- **Tasks**:
1. Return the stretch of the emotion-recognition text from "Based on the" through "anger = contempt).".
2. In the emotion-recognition text, condense the paragraph beginning "Based on the assumption that Action Units" into a short bulleted list that keeps its main facts.
-- start of Document text --
Each of these basic emotions would be expressed according to a prototypical and specific pattern of facial expression, which would vary little or not at all depending on the culture or context.
Proponents of this theory have proposed different lists of emotions that more or less overlap. Ekman, the most emblematic contemporary representative of this point of view, considers 7 basic emotions: joy, fear, surprise, sadness, anger, disgust and contempt. As can be seen in Fig. 6, a very large majority of studies (94.2%) focus on basic discrete emotions (see for example [1,6,9,10,80,149,167,168,217,226]).
These are inferred from images annotated in terms of emotion labels or from the detection of Action Units [11,73,75,94,129,144,180], see also [224] for a review.

Type of datasets used in the studies.
Based on the assumption that Action Units are very rarely observed in isolation, [63,177] and [219] have taken into account co-occurrences and mutual exclusions (anatomical impossibility, such as opening and closing the mouth) between AUs. They developed a correlation matrix to increase the accuracy of detection, and to model changes in the appearance of some AUs when they occur in combination with another (non-additive effect).
According to the discrete emotion theory, so-called “complex” or “compound” emotions would come from a combination of two or more basic emotions. They can appear either as a juxtaposition of basic emotions (e.g. “happily surprised”, “sadly angry”), or they can be combined, like a mixture of colours, to form new emotions. For example, in the model of 141, the 8 primary emotions can combine to generate second-order emotions (e.g. disgust + anger = contempt).
In this model, there are also other emotions, sometimes called derived emotions, which are represented in the form of discrete labels belonging to the family of basic emotions and differing mainly in terms of intensity, such as rage, fury, irritation, etc. are related to anger. There are still very few studies on complex or compound emotions, mainly due to the lack of theoretical consensus on the existence of specific facial expressions for this type of emotion.
[180] used Plutchik’s theoretical model to develop a system trained to detect Action Units (AU), then implemented AU combinations forming the expressions of the 6 basic emotions, which allows combinations corresponding to secondary emotions (notably awe, a combination of fear and surprise).
In the same vein, [111,112] revisited the databases annotated in basic emotions (notably JAFFE, CK+, DISFA and IMED) by applying a system called “fuzzy inference engine”, giving a multilabel classification in order to represent compound emotions.
[76] compared the recognition performance of their system on 3 databases of spontaneous expressions depicting the 6 basic emotions as well as frustration and fun. With the aim of determining the characteristics allowing the identification of 18 emotions (including the 6 basic emotions and 12 complex emotions, such as interest, pride, disappointment, shame, etc.), [2] created a system allowing the joint detection of facial expressions and head movements.
Dimensions. Sometimes called continuous, the dimensional model suggests that emotions are not discrete entities, but that they are located on a continuum organized according to 2 or 3 dimensions: valence/arousal, approach/avoidance and dominance.
The valence determines the positive or negative aspect of the emotional experience, the arousal describes the degree of excitement (more or less related to the intensity of the emotion).
The notion of dominance makes it possible to distinguish between emotions related to submission (lack of control) and dominance (high potential for control, such as anger). Each emotion can therefore be represented by a point on a two- or three-dimensional space, allowing more nuances than with the categorical model.
-- end of Document text --
-- start of Extracted entries --
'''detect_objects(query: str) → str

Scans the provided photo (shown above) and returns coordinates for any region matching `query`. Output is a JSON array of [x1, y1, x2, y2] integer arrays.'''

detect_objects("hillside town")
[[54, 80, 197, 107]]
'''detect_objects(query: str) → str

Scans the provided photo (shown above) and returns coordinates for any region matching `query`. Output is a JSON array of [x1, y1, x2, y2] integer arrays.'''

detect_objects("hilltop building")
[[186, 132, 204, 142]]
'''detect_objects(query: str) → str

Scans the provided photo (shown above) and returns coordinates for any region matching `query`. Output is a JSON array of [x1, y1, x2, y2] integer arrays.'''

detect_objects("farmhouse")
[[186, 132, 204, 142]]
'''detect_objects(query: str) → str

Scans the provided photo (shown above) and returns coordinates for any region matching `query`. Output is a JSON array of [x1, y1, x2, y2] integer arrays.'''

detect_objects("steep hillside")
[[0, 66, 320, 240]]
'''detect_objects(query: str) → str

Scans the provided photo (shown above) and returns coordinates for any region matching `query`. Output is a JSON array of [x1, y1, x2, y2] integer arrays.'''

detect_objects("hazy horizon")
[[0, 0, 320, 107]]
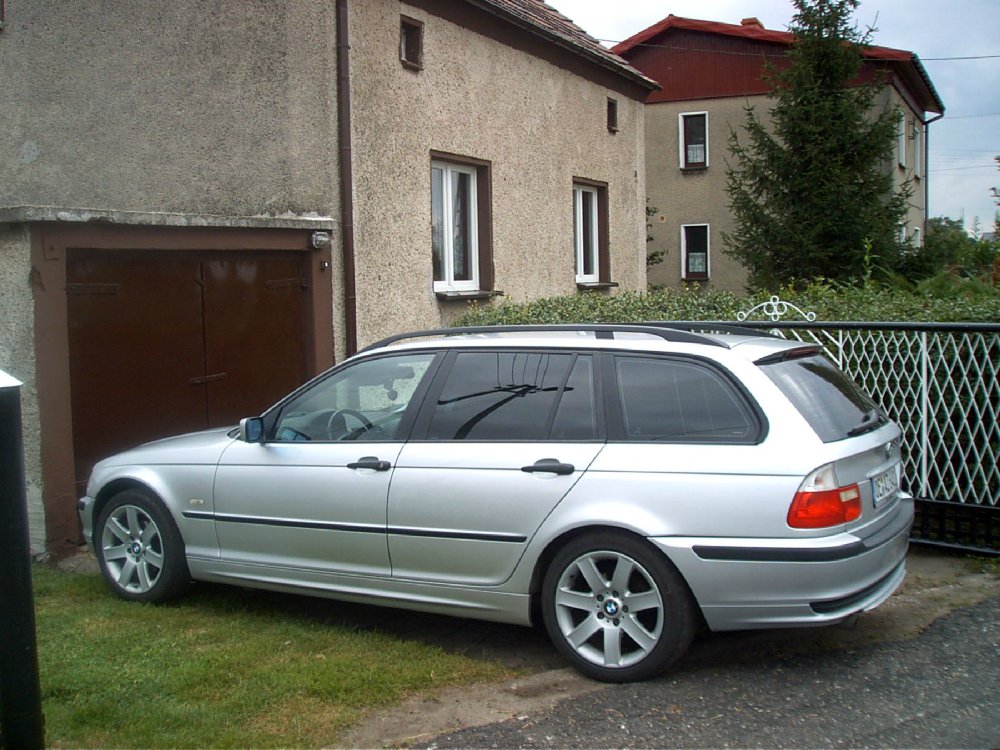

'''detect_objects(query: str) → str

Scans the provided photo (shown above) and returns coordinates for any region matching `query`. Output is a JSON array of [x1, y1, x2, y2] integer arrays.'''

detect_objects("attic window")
[[399, 16, 424, 70]]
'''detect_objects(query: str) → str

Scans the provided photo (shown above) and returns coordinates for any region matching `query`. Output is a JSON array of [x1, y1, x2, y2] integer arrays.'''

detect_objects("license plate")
[[872, 465, 899, 508]]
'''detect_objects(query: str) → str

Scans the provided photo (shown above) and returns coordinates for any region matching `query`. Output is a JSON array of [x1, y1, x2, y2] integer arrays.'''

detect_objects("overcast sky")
[[546, 0, 1000, 231]]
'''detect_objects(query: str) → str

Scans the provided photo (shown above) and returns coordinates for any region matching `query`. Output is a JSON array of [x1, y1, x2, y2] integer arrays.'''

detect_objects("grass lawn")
[[32, 565, 513, 748]]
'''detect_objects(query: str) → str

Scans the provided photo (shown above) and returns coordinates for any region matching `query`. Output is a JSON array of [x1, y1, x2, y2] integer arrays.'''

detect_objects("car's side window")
[[274, 353, 434, 442], [427, 351, 595, 441], [615, 356, 759, 443]]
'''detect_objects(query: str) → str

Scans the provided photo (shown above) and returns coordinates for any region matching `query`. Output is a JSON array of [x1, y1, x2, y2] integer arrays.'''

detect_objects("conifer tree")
[[724, 0, 911, 289]]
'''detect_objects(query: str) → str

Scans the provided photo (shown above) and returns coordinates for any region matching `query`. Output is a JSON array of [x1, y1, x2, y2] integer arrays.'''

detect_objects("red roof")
[[611, 15, 944, 112]]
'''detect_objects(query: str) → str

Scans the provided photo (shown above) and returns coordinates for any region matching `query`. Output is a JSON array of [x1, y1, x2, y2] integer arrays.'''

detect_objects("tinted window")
[[616, 357, 756, 442], [274, 354, 434, 442], [427, 352, 594, 440], [761, 355, 888, 443]]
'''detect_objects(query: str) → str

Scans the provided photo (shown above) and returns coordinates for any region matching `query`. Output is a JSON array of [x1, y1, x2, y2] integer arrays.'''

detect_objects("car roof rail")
[[358, 323, 728, 354], [641, 320, 781, 339]]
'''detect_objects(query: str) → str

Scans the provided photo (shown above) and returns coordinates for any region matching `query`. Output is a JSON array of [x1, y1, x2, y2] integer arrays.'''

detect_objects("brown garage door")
[[66, 249, 308, 490]]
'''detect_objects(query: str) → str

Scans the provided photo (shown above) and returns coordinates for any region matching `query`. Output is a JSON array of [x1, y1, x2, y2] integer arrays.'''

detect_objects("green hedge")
-- end of Extracted entries --
- **Task-by-task results**:
1.
Based on the assumption that Action Units are very rarely observed in isolation, [63,177] and [219] have taken into account co-occurrences and mutual exclusions (anatomical impossibility, such as opening and closing the mouth) between AUs. They developed a correlation matrix to increase the accuracy of detection, and to model changes in the appearance of some AUs when they occur in combination with another (non-additive effect).
According to the discrete emotion theory, so-called “complex” or “compound” emotions would come from a combination of two or more basic emotions. They can appear either as a juxtaposition of basic emotions (e.g. “happily surprised”, “sadly angry”), or they can be combined, like a mixture of colours, to form new emotions. For example, in the model of 141, the 8 primary emotions can combine to generate second-order emotions (e.g. disgust + anger = contempt).

2.
- Because Action Units are very rarely observed in isolation, [63,177] and [219] took into account co-occurrences and mutual exclusions between AUs (anatomical impossibilities, such as opening and closing the mouth).
- They developed a correlation matrix to increase detection accuracy.
- The matrix also models how some AUs change in appearance when combined with another (a non-additive effect).